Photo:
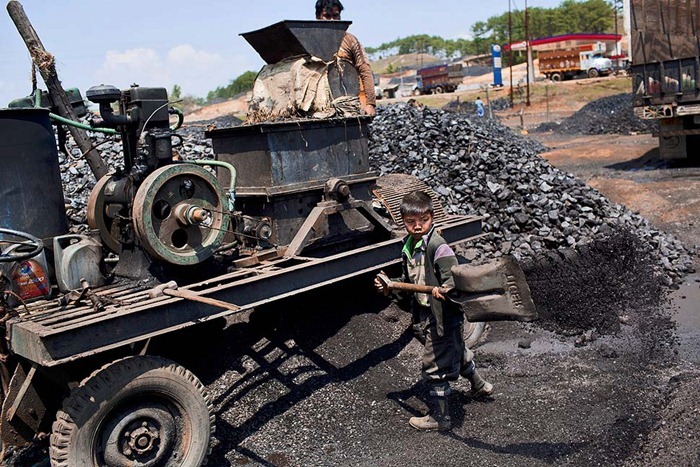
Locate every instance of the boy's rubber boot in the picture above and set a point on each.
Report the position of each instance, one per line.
(438, 418)
(480, 387)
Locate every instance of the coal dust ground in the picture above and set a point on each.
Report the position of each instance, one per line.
(330, 378)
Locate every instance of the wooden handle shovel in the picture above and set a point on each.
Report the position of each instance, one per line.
(494, 291)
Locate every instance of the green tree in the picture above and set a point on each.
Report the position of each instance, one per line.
(175, 93)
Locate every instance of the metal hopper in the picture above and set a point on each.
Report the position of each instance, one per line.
(289, 38)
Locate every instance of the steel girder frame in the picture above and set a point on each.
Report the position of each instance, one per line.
(63, 335)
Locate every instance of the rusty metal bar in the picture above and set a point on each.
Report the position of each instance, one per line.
(51, 345)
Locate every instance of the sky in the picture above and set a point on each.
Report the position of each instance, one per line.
(197, 45)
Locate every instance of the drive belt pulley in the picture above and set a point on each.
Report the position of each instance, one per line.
(179, 214)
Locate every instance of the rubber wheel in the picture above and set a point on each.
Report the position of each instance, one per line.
(472, 333)
(145, 411)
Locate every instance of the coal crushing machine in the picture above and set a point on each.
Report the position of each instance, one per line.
(284, 208)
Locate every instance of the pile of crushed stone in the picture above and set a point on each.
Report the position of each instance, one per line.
(479, 166)
(476, 165)
(607, 115)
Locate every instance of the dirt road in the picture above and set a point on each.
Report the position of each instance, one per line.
(333, 378)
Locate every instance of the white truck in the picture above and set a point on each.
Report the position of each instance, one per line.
(587, 60)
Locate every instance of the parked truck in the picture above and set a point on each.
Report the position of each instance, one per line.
(438, 79)
(665, 71)
(587, 60)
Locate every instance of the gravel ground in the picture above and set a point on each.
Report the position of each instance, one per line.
(331, 378)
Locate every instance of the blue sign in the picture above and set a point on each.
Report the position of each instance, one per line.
(496, 55)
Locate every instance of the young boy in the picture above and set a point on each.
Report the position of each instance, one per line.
(437, 323)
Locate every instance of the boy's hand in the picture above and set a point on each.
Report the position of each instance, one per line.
(437, 294)
(380, 283)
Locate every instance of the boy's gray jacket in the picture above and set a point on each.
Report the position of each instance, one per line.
(438, 273)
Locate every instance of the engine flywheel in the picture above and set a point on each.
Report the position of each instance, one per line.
(179, 214)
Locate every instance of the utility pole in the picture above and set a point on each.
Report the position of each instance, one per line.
(510, 51)
(527, 57)
(617, 42)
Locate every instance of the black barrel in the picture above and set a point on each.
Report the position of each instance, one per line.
(31, 194)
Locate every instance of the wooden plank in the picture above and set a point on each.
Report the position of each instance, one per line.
(45, 63)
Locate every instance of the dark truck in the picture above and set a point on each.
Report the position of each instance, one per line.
(665, 67)
(284, 208)
(438, 79)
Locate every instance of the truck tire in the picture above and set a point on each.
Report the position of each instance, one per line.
(141, 410)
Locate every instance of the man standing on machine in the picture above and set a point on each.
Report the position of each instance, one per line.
(352, 51)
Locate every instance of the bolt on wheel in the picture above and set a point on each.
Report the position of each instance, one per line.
(144, 411)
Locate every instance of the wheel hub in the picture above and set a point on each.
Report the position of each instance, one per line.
(145, 435)
(142, 440)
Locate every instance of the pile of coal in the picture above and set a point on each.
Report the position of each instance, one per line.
(478, 166)
(608, 115)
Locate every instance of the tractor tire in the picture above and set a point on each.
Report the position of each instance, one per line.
(143, 410)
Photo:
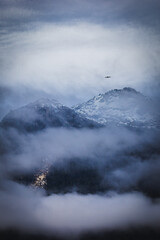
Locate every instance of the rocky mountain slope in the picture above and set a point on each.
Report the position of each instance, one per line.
(120, 107)
(45, 113)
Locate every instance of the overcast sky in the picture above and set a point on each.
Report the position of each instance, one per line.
(64, 48)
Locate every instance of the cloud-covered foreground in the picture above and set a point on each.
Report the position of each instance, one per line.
(24, 209)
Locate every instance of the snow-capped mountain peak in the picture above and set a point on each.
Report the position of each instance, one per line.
(121, 107)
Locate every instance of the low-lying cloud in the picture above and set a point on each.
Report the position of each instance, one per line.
(24, 209)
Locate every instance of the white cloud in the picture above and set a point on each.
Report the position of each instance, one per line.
(72, 60)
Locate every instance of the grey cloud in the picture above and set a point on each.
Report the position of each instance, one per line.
(25, 209)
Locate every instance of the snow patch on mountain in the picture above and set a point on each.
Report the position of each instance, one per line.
(121, 107)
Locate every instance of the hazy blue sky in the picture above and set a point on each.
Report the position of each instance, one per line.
(64, 48)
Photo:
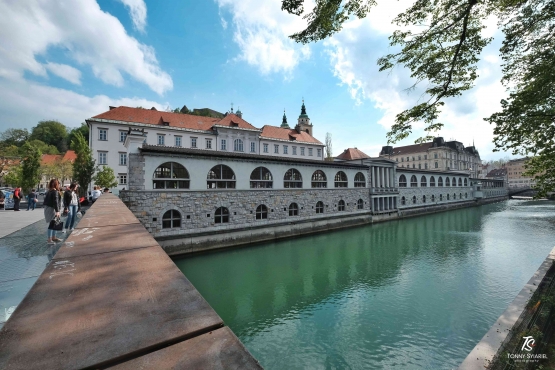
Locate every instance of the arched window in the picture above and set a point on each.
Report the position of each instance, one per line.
(238, 145)
(261, 212)
(170, 175)
(292, 179)
(360, 204)
(360, 180)
(402, 181)
(221, 177)
(293, 209)
(261, 177)
(319, 179)
(171, 219)
(341, 205)
(340, 179)
(413, 182)
(221, 216)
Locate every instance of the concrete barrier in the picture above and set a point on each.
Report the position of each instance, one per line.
(111, 296)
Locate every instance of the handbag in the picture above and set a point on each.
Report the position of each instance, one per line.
(56, 224)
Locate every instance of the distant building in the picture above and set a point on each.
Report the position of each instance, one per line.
(438, 155)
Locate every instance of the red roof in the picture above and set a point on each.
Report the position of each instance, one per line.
(352, 153)
(189, 121)
(273, 132)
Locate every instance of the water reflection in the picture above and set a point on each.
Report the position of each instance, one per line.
(414, 293)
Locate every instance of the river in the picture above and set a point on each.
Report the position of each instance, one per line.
(416, 293)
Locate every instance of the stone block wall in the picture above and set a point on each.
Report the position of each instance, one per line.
(197, 208)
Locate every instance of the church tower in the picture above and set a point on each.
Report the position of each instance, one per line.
(284, 123)
(303, 123)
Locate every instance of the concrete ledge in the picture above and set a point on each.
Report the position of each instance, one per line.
(481, 356)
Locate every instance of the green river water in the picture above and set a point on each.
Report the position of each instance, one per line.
(416, 293)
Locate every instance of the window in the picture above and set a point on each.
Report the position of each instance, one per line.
(221, 216)
(292, 179)
(341, 205)
(238, 145)
(413, 182)
(261, 178)
(319, 179)
(261, 212)
(171, 219)
(319, 207)
(102, 157)
(340, 180)
(220, 177)
(171, 175)
(360, 180)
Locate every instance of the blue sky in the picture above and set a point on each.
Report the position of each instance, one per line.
(70, 60)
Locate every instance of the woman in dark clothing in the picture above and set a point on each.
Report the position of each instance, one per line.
(52, 208)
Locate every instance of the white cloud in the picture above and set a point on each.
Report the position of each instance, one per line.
(261, 31)
(137, 11)
(88, 35)
(64, 71)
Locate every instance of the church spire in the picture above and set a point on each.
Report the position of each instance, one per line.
(284, 121)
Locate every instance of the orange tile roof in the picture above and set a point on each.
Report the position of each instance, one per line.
(273, 132)
(352, 153)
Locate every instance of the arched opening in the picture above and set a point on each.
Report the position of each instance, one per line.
(171, 219)
(170, 175)
(221, 177)
(261, 178)
(360, 180)
(292, 179)
(340, 179)
(319, 179)
(221, 216)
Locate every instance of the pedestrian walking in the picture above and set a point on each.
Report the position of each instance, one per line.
(52, 202)
(16, 199)
(71, 206)
(31, 200)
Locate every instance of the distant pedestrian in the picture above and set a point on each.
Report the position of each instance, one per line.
(71, 206)
(31, 200)
(16, 199)
(52, 202)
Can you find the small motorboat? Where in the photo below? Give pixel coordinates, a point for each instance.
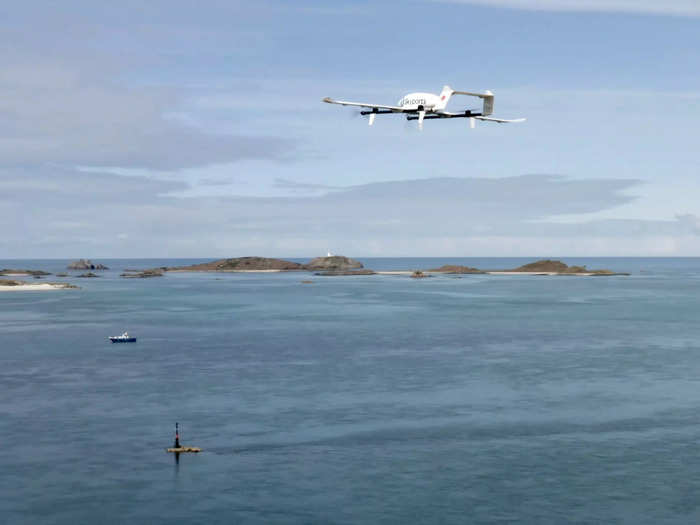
(124, 338)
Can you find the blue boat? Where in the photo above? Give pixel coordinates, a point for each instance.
(124, 338)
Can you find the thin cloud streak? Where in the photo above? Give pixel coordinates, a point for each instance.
(670, 7)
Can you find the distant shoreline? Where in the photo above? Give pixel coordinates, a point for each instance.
(29, 287)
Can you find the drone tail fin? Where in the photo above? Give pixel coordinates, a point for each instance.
(445, 95)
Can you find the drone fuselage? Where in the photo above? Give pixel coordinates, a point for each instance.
(419, 101)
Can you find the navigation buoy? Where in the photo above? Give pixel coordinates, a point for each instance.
(177, 448)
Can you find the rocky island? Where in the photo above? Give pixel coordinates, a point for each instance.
(142, 274)
(239, 264)
(551, 267)
(86, 264)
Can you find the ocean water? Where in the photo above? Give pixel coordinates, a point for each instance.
(370, 399)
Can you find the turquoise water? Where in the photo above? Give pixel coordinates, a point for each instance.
(372, 399)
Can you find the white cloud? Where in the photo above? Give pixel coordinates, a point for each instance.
(668, 7)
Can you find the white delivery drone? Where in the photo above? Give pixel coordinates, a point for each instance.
(421, 106)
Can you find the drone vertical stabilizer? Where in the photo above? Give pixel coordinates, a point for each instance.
(487, 96)
(445, 95)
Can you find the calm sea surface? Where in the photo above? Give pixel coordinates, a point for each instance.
(372, 399)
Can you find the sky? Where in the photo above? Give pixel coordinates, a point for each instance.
(196, 129)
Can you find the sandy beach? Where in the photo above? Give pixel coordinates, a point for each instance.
(34, 287)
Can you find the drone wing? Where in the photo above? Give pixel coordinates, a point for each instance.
(363, 105)
(501, 120)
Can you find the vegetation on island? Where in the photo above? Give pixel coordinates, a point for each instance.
(86, 264)
(238, 264)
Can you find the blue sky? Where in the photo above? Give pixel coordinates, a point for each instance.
(178, 129)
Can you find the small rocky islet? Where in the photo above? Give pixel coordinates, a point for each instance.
(332, 265)
(338, 265)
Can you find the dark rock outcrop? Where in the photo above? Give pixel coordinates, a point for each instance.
(346, 272)
(453, 268)
(240, 264)
(558, 267)
(86, 264)
(144, 274)
(333, 263)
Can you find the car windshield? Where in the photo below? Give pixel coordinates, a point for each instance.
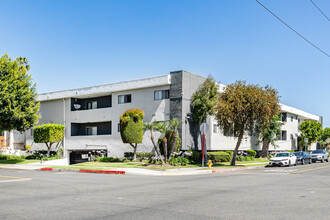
(282, 155)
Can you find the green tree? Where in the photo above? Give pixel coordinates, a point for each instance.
(48, 134)
(174, 124)
(131, 128)
(164, 127)
(203, 102)
(241, 108)
(311, 130)
(150, 126)
(270, 134)
(18, 106)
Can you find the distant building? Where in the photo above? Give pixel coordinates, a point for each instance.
(91, 116)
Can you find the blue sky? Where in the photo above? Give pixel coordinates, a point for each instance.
(72, 44)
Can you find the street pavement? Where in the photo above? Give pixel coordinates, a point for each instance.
(297, 192)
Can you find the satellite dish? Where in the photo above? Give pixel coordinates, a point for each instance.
(76, 106)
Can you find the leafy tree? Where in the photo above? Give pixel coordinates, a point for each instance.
(164, 127)
(174, 124)
(48, 134)
(150, 126)
(270, 134)
(131, 128)
(18, 106)
(241, 108)
(325, 134)
(204, 101)
(311, 130)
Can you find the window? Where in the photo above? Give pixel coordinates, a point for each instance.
(215, 128)
(91, 105)
(283, 136)
(161, 94)
(91, 130)
(124, 99)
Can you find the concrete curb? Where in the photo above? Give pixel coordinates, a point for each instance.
(84, 171)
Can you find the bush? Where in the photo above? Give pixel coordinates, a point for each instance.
(195, 157)
(219, 156)
(251, 153)
(108, 159)
(183, 161)
(131, 126)
(170, 139)
(129, 155)
(178, 161)
(229, 152)
(173, 161)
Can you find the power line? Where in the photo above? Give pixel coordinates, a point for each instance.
(320, 10)
(322, 51)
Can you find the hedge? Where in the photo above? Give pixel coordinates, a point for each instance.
(131, 126)
(219, 156)
(48, 133)
(251, 153)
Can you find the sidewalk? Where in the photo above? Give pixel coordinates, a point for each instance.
(118, 170)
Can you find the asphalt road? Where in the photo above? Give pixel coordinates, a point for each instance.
(301, 192)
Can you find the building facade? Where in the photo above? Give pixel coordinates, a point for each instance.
(91, 116)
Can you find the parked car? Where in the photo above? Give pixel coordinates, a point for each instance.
(283, 159)
(320, 155)
(303, 157)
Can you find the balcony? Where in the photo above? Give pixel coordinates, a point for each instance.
(91, 129)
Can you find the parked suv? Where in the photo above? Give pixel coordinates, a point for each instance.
(320, 155)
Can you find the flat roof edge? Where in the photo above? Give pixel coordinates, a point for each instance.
(107, 88)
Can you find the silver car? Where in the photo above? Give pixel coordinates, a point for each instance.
(320, 155)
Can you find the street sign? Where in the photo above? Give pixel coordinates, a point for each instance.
(204, 128)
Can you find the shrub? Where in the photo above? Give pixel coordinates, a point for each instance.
(219, 156)
(129, 155)
(251, 153)
(173, 161)
(229, 152)
(48, 134)
(131, 126)
(183, 161)
(195, 157)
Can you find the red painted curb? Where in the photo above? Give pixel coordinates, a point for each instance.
(46, 169)
(102, 171)
(228, 170)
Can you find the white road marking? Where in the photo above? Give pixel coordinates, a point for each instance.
(16, 180)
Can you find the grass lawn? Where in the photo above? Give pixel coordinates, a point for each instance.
(131, 165)
(18, 161)
(107, 165)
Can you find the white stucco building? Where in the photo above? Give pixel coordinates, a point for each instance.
(91, 115)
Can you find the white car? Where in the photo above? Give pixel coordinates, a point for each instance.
(283, 159)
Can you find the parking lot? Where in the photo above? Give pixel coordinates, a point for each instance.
(296, 192)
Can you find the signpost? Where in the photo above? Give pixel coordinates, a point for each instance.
(204, 128)
(328, 142)
(306, 143)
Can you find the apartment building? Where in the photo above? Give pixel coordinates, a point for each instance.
(91, 116)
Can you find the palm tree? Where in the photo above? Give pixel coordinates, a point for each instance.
(163, 127)
(174, 124)
(149, 126)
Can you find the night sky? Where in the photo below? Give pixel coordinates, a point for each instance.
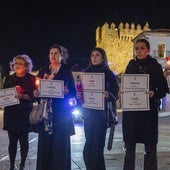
· · · · · · ·
- _Task_
Pick out, from the lines above, every one that contains the string "tire".

- _Answer space_
Locate every instance of the truck tire in the picture above and set a point on each.
Locate every instance of the tractor tire in the picture above and set a point on each.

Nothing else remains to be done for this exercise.